#### [The exercise]
Reproduce every line of the listing below verbatim, but omit the pictures.

Labeled contour entries
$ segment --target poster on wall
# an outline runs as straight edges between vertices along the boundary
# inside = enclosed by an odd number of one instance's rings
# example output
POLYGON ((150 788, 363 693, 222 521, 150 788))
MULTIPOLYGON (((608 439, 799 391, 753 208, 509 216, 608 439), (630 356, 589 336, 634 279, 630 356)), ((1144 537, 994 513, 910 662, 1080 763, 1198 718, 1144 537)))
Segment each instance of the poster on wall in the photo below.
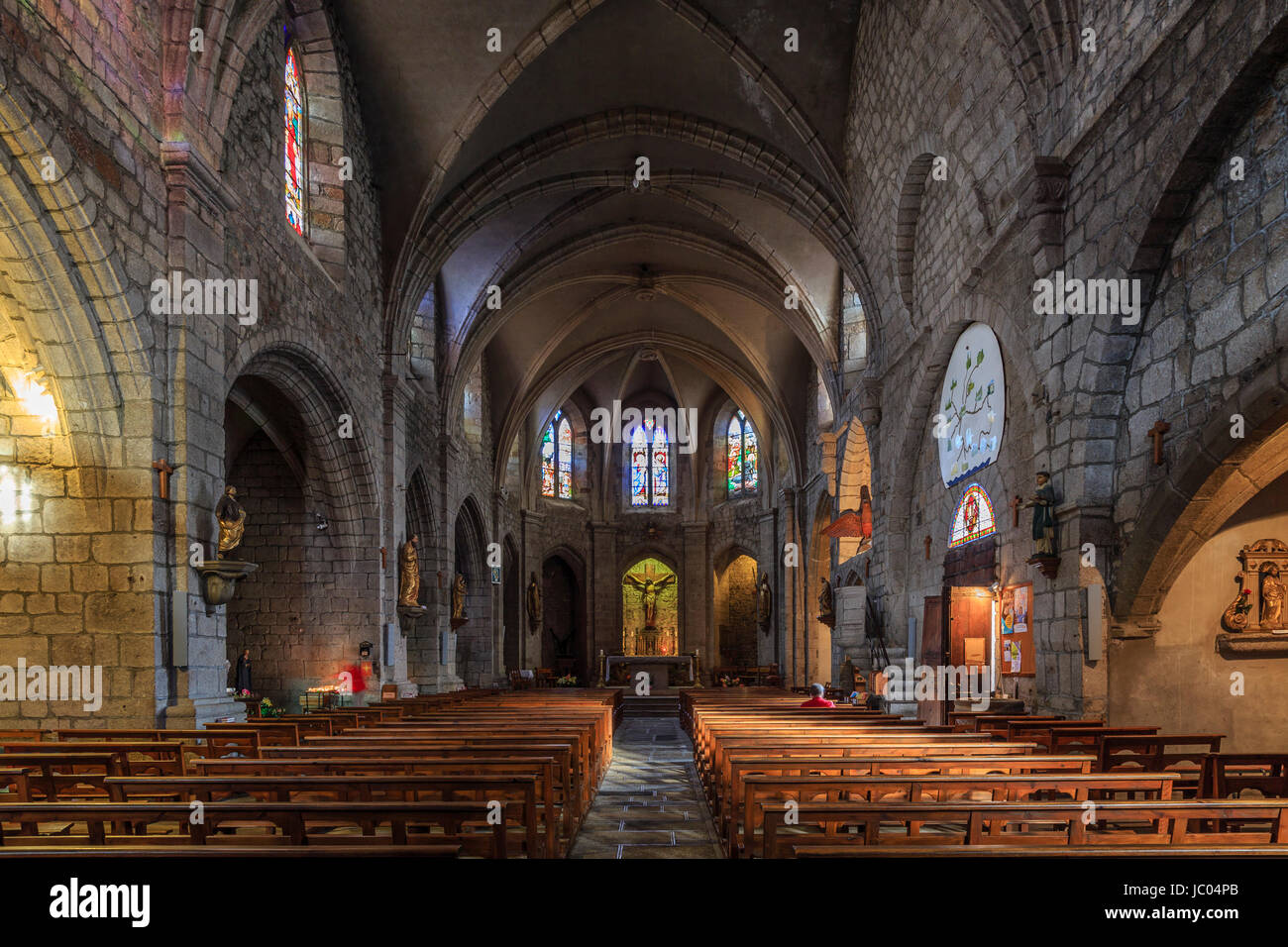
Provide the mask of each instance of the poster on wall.
POLYGON ((1030 676, 1037 673, 1033 651, 1033 582, 1007 585, 1002 589, 998 621, 1002 642, 1002 674, 1030 676))
POLYGON ((997 460, 1006 426, 1006 379, 997 336, 983 322, 972 322, 958 336, 931 420, 945 487, 997 460))

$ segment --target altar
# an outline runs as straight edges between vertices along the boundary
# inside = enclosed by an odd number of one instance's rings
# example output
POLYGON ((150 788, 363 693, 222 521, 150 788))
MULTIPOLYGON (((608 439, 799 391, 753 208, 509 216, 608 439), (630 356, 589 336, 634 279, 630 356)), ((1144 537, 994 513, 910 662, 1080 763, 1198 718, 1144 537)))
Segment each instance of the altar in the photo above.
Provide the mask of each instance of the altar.
POLYGON ((693 655, 609 655, 604 658, 604 682, 612 685, 631 685, 635 675, 645 671, 649 688, 693 687, 697 669, 693 655))

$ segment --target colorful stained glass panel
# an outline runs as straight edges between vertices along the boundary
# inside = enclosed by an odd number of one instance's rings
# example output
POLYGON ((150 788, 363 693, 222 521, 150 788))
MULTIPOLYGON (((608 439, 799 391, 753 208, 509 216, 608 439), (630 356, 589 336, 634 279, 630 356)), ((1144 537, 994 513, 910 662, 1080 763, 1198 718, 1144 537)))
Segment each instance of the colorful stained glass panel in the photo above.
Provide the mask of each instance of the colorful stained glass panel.
POLYGON ((286 50, 285 113, 285 177, 286 219, 295 232, 304 236, 304 82, 295 50, 286 50))

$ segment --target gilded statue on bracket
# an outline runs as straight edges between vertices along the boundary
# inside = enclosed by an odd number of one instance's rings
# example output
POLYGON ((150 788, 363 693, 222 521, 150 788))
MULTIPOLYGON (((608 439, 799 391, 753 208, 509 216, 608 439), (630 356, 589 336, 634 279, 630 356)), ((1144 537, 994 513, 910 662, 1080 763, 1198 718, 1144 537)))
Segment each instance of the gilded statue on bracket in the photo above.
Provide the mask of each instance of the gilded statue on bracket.
POLYGON ((224 487, 224 495, 215 504, 215 519, 219 521, 219 554, 223 559, 241 545, 246 532, 246 510, 237 502, 237 488, 224 487))

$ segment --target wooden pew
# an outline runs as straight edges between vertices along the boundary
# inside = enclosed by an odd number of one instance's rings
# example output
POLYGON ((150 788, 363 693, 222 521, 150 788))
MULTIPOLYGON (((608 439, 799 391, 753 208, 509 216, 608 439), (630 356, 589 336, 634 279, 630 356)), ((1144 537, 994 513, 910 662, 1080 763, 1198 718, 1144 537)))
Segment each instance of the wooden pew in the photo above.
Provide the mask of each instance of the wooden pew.
MULTIPOLYGON (((748 776, 743 780, 743 805, 733 810, 729 857, 737 858, 750 852, 760 827, 765 805, 777 805, 784 812, 795 808, 797 812, 814 796, 846 794, 866 798, 864 801, 889 804, 907 800, 911 804, 923 803, 927 794, 935 795, 935 801, 951 807, 957 799, 970 792, 983 792, 992 801, 1019 801, 1045 794, 1065 795, 1074 801, 1092 800, 1094 795, 1112 798, 1109 794, 1135 791, 1153 799, 1167 800, 1172 791, 1171 773, 1021 773, 1012 776, 748 776), (777 800, 777 801, 769 801, 777 800), (788 807, 787 803, 795 803, 788 807)), ((837 800, 842 801, 842 800, 837 800)), ((848 800, 845 800, 848 801, 848 800)), ((979 801, 979 800, 971 800, 979 801)), ((1099 807, 1100 803, 1097 801, 1099 807)), ((1079 807, 1082 812, 1082 807, 1079 807)), ((934 821, 934 819, 931 819, 934 821)), ((916 834, 917 826, 912 830, 916 834)))
POLYGON ((519 828, 529 858, 545 856, 537 819, 536 780, 522 776, 189 776, 109 777, 107 789, 116 803, 229 801, 251 796, 263 801, 518 801, 519 828))
MULTIPOLYGON (((419 803, 206 803, 201 819, 191 821, 188 803, 3 803, 0 826, 17 823, 23 828, 57 821, 84 826, 84 832, 61 831, 57 835, 10 835, 0 830, 0 847, 18 841, 24 847, 48 845, 390 845, 459 844, 465 854, 489 858, 506 857, 506 831, 514 823, 518 803, 505 803, 501 818, 487 831, 469 826, 487 822, 492 810, 482 801, 419 801, 419 803), (264 834, 228 834, 238 826, 260 827, 270 823, 277 831, 264 834), (388 834, 376 831, 388 826, 388 834), (116 831, 122 827, 125 831, 116 831), (431 832, 431 828, 440 832, 431 832), (161 828, 152 832, 148 828, 161 828), (361 835, 336 831, 355 828, 361 835)), ((343 849, 341 849, 343 850, 343 849)))
POLYGON ((496 758, 301 758, 259 760, 197 760, 196 772, 205 776, 520 776, 536 781, 541 823, 550 847, 549 858, 558 858, 562 827, 562 801, 553 756, 496 758))
POLYGON ((781 804, 760 807, 764 834, 757 852, 781 858, 792 847, 850 845, 854 854, 869 847, 978 845, 1276 845, 1288 854, 1288 800, 1150 800, 1096 803, 1094 821, 1078 803, 801 803, 799 826, 820 826, 817 834, 787 831, 781 804), (1244 831, 1202 831, 1222 823, 1244 831), (922 826, 934 831, 922 831, 922 826), (1256 826, 1256 828, 1252 828, 1256 826), (850 831, 853 830, 853 831, 850 831))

#### [Response to this task]
$ segment --target poster on wall
# an outline runs as straight edges between vertices along the boundary
# inside = enclosed by an odd number of one instance's rings
# example output
POLYGON ((150 788, 363 693, 222 521, 150 788))
MULTIPOLYGON (((608 439, 799 391, 753 208, 509 216, 608 439), (630 356, 589 336, 634 279, 630 356)), ((1144 537, 994 513, 910 662, 1080 763, 1198 718, 1144 537)))
Segment each instance of the poster on wall in the photo below.
Provide the mask of each instance of the poster on wall.
POLYGON ((1030 676, 1037 673, 1033 651, 1033 582, 1007 585, 1002 589, 998 621, 1002 642, 1002 674, 1030 676))
POLYGON ((997 460, 1006 426, 1006 379, 997 336, 983 322, 972 322, 958 336, 931 420, 945 487, 997 460))

$ segment --target altar
# an outline runs as straight edges between vertices along the boundary
# inside = enclosed by an odd number of one instance's rings
# example output
POLYGON ((150 788, 363 693, 222 521, 150 788))
MULTIPOLYGON (((608 439, 799 391, 753 208, 509 216, 608 439), (630 356, 589 336, 634 279, 630 356)), ((1144 537, 994 513, 910 662, 1080 763, 1198 718, 1144 537)))
Segment each instance of the altar in the photo above.
Provide the mask of each instance of the altar.
POLYGON ((693 655, 609 655, 604 658, 604 682, 612 685, 631 685, 635 675, 645 671, 649 688, 693 687, 697 669, 693 655))

$ segment --target colorful stained glass panel
# an outline runs as straight edges between vertices along the boundary
# inside = enclosed by an odd number of one instance's rings
# example output
POLYGON ((150 788, 363 693, 222 521, 150 788))
MULTIPOLYGON (((608 439, 799 391, 753 208, 509 216, 608 439), (630 356, 589 336, 634 279, 630 356)), ((1144 537, 994 513, 910 662, 1080 763, 1198 718, 1144 537)))
Segment each instance of the colorful stained glass panel in the photo above.
Provide the mask of each instance of the colorful stained glass panel.
POLYGON ((286 50, 285 113, 285 177, 286 219, 295 232, 304 236, 304 82, 295 50, 286 50))

$ segment --target gilded statue on bracket
# an outline runs as straight edges between vertices along the boundary
# inside = enclosed by an odd number of one instance's rings
# example output
POLYGON ((150 788, 363 693, 222 521, 150 788))
MULTIPOLYGON (((608 439, 799 391, 753 208, 509 216, 608 439), (630 356, 589 336, 634 279, 630 356)), ((1144 537, 994 513, 910 662, 1080 763, 1198 718, 1144 537)))
Segment each instance of the gilded statue on bracket in the photo above.
Provide the mask of each instance of the gilded statue on bracket.
POLYGON ((224 487, 224 495, 215 504, 215 519, 219 521, 219 554, 223 559, 241 545, 246 532, 246 510, 237 502, 237 488, 224 487))

$ segment --target wooden pew
# an outline runs as straight edges between vertices along the boundary
# inside = enclosed by an odd number of one instance's rings
# example output
POLYGON ((150 788, 363 693, 222 521, 150 788))
MULTIPOLYGON (((608 439, 799 391, 753 208, 509 216, 608 439), (630 356, 589 336, 634 279, 630 356)), ((1144 537, 994 513, 910 662, 1080 763, 1198 718, 1144 537)))
Segment each instance of the wooden pew in the photo above.
Provide the mask of each instance of the wooden pew.
MULTIPOLYGON (((748 776, 743 780, 743 805, 733 810, 729 857, 737 858, 750 852, 760 827, 765 805, 777 805, 784 812, 795 808, 797 812, 814 796, 846 794, 866 798, 864 801, 889 804, 907 800, 911 804, 923 803, 927 794, 935 795, 935 801, 951 807, 957 799, 970 792, 983 792, 992 801, 1019 801, 1045 794, 1065 795, 1074 801, 1092 800, 1094 795, 1112 798, 1109 794, 1135 791, 1153 799, 1167 800, 1172 791, 1171 773, 1021 773, 1012 776, 748 776), (777 800, 777 801, 769 801, 777 800), (788 807, 787 803, 795 803, 788 807)), ((837 800, 842 801, 842 800, 837 800)), ((848 800, 845 800, 848 801, 848 800)), ((979 801, 979 800, 971 800, 979 801)), ((1099 807, 1100 803, 1097 801, 1099 807)), ((1079 807, 1082 812, 1082 807, 1079 807)), ((934 821, 934 819, 931 819, 934 821)), ((916 834, 917 826, 912 830, 916 834)))
POLYGON ((519 828, 529 858, 545 856, 537 819, 536 780, 522 776, 189 776, 109 777, 107 789, 116 803, 229 801, 251 796, 263 801, 518 801, 519 828))
MULTIPOLYGON (((419 803, 206 803, 201 819, 191 821, 188 803, 3 803, 0 826, 17 823, 23 828, 57 821, 84 826, 84 832, 61 831, 57 835, 10 835, 0 830, 0 847, 18 841, 24 847, 48 845, 390 845, 459 844, 465 854, 489 858, 506 857, 506 831, 514 823, 518 803, 505 803, 501 818, 487 831, 469 826, 487 822, 492 810, 482 801, 419 801, 419 803), (264 834, 228 834, 238 826, 260 827, 270 823, 277 831, 264 834), (388 834, 376 831, 388 826, 388 834), (116 831, 122 827, 125 831, 116 831), (431 832, 431 828, 440 832, 431 832), (161 828, 152 832, 148 828, 161 828), (361 835, 336 831, 355 828, 361 835)), ((343 849, 341 849, 343 850, 343 849)))
POLYGON ((496 758, 301 758, 259 760, 197 760, 196 772, 205 776, 520 776, 536 781, 541 823, 550 847, 549 858, 558 858, 562 827, 562 801, 553 756, 496 758))
POLYGON ((781 804, 760 807, 764 834, 757 852, 781 858, 792 847, 850 845, 854 854, 869 847, 978 845, 1276 845, 1288 854, 1288 800, 1150 800, 1096 803, 1094 821, 1078 803, 801 803, 799 826, 820 826, 817 834, 787 831, 781 804), (1244 831, 1202 831, 1222 823, 1244 831), (922 826, 934 831, 922 831, 922 826), (1256 826, 1256 828, 1252 828, 1256 826), (850 831, 853 830, 853 831, 850 831))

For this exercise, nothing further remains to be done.